▶ **DOCUMENTO**:
Consiglio di Stato

Sezione IV

Sentenza 24 luglio 2012, n. 4214

N. 04214/2012REG.PROV.COLL.

N. 05595/2010 REG.RIC.

 

REPUBBLICA ITALIANA

IN NOME DEL POPOLO ITALIANO

Il Consiglio di Stato

in sede giurisdizionale (Sezione Quarta)

ha pronunciato la presente

SENTENZA

sul ricorso numero di registro generale 5595 del 2010, proposto da:

****, rappresentato e difeso dall’avv. Donato Pennetta, con domicilio eletto presso Nicola Petracca in Roma, via Ennio Quirino Visconti, 20;

contro

Comune di Mercogliano, rappresentato e difeso dall’avv. Stefano Sorvino, con domicilio eletto presso Domenico Sabia in Roma, via Fonteiana 65;

nei confronti di

****, rappresentato e difeso dall’avv. Pasquale Marotta, con domicilio eletto presso Giancarlo Caracuzzo in Roma, via di Villa Pepoli,4;

per la riforma

della sentenza del T.A.R. CAMPANIA – SEZ. STACCATA DI SALERNO: SEZIONE II n. 05904/2010, resa tra le parti, concernente ingiunzione di rimozione box mobile adibito a bagno chimico.

Visti il ricorso in appello e i relativi allegati;

Visti gli atti di costituzione in giudizio di Comune di Mercogliano e di ****;

Viste le memorie difensive;

Visti tutti gli atti della causa;

Relatore nell’udienza pubblica del giorno 8 maggio 2012 il Cons. Umberto Realfonzo e uditi per le parti gli avvocati Aristide De Vivo in sostituzione di Donato Pennetta e Pasquale Marotta;

Ritenuto e considerato in fatto e diritto quanto segue.

 

FATTO

Con il presente gravame l’appellante impugna la sentenza del TAR Salerno con cui:

— è stato dichiarato improcedibile il ricorso introduttivo diretto all’annullamento dell’ordine di demolizione assunto dall’amministrazione comunale di Mercogliano sul presupposto del diverso posizionamento del manufatto rispetto a quanto rappresentato nell’istanza di condono presentata in data 23.11.2004;

— sono stati respinti i motivi aggiunti relativi al rigetto della predetta istanza, ai sensi dell’art. 32 L. n. 326/03, intesa ad ottenere la sanatoria di alcuni manufatti tra cui: una roulotte adibita ad ufficio e locale di ricovero; una struttura di metallo con copertura in plastica adibita ad asciugatura autovetture, un box adibito a bagno chimico realizzati nell’ambito del proprio autolavaggio.

Il ricorso è affidato alla denuncia di due motivi di gravame concernenti l’errores in giudicando per violazione dei principi in materia di condono e violazione dell’art. 32 della L. n.326/2003.

Si sono costituiti in giudizio sia il Comune di Mercogliano che la controinteressata, i quali hanno contestato le argomentazioni di controparte e concluso per il rigetto.

L’istanza di sospensione cautelare del provvedimento è stata. nelle more, accolta con ordinanza cautelare n.3611/2010.

▶ **RIGHE ESTRATTE**:
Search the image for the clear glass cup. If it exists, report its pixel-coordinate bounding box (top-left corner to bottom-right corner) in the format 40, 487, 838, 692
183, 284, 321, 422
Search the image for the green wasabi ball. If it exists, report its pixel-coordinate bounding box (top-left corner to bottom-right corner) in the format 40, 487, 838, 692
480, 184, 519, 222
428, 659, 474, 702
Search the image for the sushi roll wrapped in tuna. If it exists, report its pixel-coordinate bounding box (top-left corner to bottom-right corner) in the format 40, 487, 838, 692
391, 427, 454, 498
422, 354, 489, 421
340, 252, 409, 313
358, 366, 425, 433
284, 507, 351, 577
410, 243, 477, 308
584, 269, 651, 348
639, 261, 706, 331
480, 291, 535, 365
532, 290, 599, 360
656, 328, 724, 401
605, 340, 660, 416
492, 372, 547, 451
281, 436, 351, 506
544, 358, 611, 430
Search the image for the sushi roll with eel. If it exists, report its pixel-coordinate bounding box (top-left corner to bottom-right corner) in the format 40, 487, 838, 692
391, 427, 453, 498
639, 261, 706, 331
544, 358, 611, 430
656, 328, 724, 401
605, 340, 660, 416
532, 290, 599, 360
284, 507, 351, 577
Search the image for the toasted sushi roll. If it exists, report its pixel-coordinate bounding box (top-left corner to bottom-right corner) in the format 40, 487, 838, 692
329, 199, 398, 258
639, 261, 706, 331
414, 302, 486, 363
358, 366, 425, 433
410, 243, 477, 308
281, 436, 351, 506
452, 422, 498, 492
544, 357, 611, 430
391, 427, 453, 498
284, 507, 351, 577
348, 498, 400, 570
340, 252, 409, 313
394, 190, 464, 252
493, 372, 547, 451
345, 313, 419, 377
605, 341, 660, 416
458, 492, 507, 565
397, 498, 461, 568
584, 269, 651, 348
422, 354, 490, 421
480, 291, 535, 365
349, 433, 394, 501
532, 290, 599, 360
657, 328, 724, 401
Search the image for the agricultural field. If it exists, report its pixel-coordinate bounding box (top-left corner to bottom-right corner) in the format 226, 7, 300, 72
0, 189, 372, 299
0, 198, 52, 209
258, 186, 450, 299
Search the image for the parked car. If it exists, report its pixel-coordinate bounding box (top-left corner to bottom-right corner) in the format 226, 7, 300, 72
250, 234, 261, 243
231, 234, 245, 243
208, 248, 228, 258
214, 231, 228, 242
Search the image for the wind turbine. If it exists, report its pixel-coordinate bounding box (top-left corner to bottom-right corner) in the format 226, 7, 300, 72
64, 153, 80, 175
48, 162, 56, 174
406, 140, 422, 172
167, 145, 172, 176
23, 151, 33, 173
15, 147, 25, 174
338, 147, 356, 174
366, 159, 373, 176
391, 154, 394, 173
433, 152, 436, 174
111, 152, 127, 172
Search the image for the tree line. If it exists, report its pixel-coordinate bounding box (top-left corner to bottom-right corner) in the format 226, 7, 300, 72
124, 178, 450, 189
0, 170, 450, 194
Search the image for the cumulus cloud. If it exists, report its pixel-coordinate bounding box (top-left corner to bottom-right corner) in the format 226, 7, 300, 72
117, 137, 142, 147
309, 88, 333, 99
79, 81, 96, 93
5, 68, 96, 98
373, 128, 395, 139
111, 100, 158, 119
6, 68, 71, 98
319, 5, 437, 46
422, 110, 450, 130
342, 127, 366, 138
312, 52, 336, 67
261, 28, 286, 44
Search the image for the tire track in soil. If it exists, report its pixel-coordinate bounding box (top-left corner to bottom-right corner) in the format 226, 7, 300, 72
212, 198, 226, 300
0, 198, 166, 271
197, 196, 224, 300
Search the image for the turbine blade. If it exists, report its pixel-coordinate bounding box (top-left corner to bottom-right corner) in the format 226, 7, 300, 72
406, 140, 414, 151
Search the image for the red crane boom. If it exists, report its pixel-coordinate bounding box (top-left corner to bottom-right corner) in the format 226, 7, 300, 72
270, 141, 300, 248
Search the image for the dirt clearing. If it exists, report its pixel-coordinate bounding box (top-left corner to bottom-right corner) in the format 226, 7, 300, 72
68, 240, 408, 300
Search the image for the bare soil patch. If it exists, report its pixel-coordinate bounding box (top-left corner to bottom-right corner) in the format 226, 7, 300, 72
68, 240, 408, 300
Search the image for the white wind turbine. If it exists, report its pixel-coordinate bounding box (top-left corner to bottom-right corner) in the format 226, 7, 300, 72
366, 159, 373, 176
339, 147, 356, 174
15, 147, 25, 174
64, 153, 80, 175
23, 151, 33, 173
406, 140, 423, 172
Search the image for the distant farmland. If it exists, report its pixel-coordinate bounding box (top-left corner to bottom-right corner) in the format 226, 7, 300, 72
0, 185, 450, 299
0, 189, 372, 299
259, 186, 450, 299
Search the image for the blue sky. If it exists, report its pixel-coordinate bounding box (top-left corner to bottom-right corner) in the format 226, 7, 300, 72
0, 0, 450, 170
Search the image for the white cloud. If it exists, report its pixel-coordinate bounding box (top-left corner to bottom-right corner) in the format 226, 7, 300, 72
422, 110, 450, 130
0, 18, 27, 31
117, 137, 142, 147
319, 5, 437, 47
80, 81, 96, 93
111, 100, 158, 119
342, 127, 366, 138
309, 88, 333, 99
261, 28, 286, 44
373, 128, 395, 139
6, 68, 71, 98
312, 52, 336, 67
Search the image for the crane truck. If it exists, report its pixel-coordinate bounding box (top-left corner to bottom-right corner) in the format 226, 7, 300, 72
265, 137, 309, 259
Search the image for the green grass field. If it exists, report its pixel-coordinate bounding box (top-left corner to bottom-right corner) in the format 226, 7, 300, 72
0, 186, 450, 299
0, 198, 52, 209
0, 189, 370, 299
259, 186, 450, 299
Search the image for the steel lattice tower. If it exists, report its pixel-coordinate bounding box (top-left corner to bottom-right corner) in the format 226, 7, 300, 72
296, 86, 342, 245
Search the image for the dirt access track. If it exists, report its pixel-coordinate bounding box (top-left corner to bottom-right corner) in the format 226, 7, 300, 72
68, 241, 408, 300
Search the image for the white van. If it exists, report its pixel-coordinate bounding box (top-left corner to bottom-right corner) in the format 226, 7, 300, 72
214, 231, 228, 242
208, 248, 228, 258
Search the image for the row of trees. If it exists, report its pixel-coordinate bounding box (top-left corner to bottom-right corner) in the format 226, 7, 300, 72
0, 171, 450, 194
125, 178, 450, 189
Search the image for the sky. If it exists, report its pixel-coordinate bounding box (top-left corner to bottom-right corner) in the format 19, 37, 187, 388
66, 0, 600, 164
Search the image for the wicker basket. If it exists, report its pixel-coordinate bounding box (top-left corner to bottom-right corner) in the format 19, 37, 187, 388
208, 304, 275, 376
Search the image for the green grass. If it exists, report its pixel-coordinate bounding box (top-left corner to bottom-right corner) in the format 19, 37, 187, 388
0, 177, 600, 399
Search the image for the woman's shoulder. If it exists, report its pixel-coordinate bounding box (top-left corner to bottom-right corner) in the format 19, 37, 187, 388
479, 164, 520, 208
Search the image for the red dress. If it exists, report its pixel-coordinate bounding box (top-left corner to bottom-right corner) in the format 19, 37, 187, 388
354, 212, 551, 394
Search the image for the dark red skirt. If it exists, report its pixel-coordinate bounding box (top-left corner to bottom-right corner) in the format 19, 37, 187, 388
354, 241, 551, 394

▶ **COMPITO RICHIESTO 1**: Stampa il passo della sentenza compreso tra "Visti tutti gli" e "diritto quanto segue.", estremi inclusi.
▶ **COMPITO RICHIESTO 2**: Fornisci il seguito della sentenza del Consiglio di Stato, riprendendo subito dopo l'ultima frase riportata.
Le righe qui non hanno alcun ruolo.

▶ **RISPOSTA 1**:
Visti tutti gli atti della causa;

Relatore nell’udienza pubblica del giorno 8 maggio 2012 il Cons. Umberto Realfonzo e uditi per le parti gli avvocati Aristide De Vivo in sostituzione di Donato Pennetta e Pasquale Marotta;

Ritenuto e considerato in fatto e diritto quanto segue.

▶ **RISPOSTA 2**:
Con memoria di replica l’appellante ha confutato le argomentazioni dei resistenti ed insistito per il rigetto.

All’udienza pubblica di discussione, uditi i difensori delle parti, l’appello è stato ritenuto in decisione.

DIRITTO

L’appellante contesta la sentenza del TAR con cui è stato respinto il ricorso avverso diniego dell’intera domanda di condono edilizio, relativa ad una roulotte, un bagno chimico ed un tendone, sulla scorta di un parere legale, richiamato nel provvedimento in questione, con il quale si afferma che “le nuove costruzioni non residenziali e le opere abusive realizzate su aree vincolate dopo l’imposizione del vincolo stesso, non possono essere suscettibili di sanatoria”.

___ 1. Con il primo motivo di gravame si lamenta che erroneamente la sentenza ha escluso la condonabilità sulla considerazione per cui “al fine di escludere la necessità della concessione edilizia – ora permesso di costruire –, la precarietà della costruzione va desunta dalla funzione assolta dal manufatto, non dalla struttura o dalla qualità dei materiali usati, essendo in ogni caso subordinata al previo titolo abilitativo l’opera destinata a dare un’utilità prolungata nel tempo (v., ex multis,Cons. Stato, Sezione V, 28 marzo 2008, n. 1354); non è, dunque, significativo che il manufatto sia solo aderente al suolo e non anche infisso allo stesso, se alteri tuttavia in modo rilevante e duraturo lo stato del territorio, e cioè non si traduca in un uso oggettivamente preordinato a soddisfare esigenze del tutto contingenti e transitorie.

Afferma al contrario l’appellante che, come sarebbe stato affermato dalla giurisprudenza, la struttura in questione avendo natura precaria e strumentale, non avrebbe richiesto concessione edilizia e quindi non avrebbe avuto alcuna necessità di ottenere la sanatoria, richiesta dall’appellante al solo fine di risolvere la situazione.

L’assunto va respinto.

L’art. 3, lett. e.5) del d.P.R. 6 giugno 2001, n. 380 riconduce, tra l’altro, alla nozione di “intervento di nuova costruzione” proprio “l’installazione di manufatti leggeri, anche prefabbricati, e di strutture di qualsiasi genere, quali roulottes, campers, case mobili, imbarcazioni, che siano utilizzati come abitazioni, ambienti di lavoro, oppure come depositi, magazzini e simili, e che non siano diretti a soddisfare esigenze meramente temporanee”.

In tale scia interpretativa, la giurisprudenza ha costantemente affermato che, ai fini del rilascio della concessione edilizia, debba parlarsi di “nuova costruzione” in presenza di opere che comunque implichino una stabile — ancorché non irreversibile – trasformazione urbanistico-edilizia del territorio preordinata a soddisfare esigenze non precarie del committente sotto il profilo funzionale e della destinazione dell’immobile (cfr. Consiglio Stato, sez. V, 20 giugno 2011 n. 3683; Consiglio Stato, sez. IV, 22 dicembre 2007 n. 6615; Consiglio di Stato, sez. VI, 16 febbraio 2011 n. 986).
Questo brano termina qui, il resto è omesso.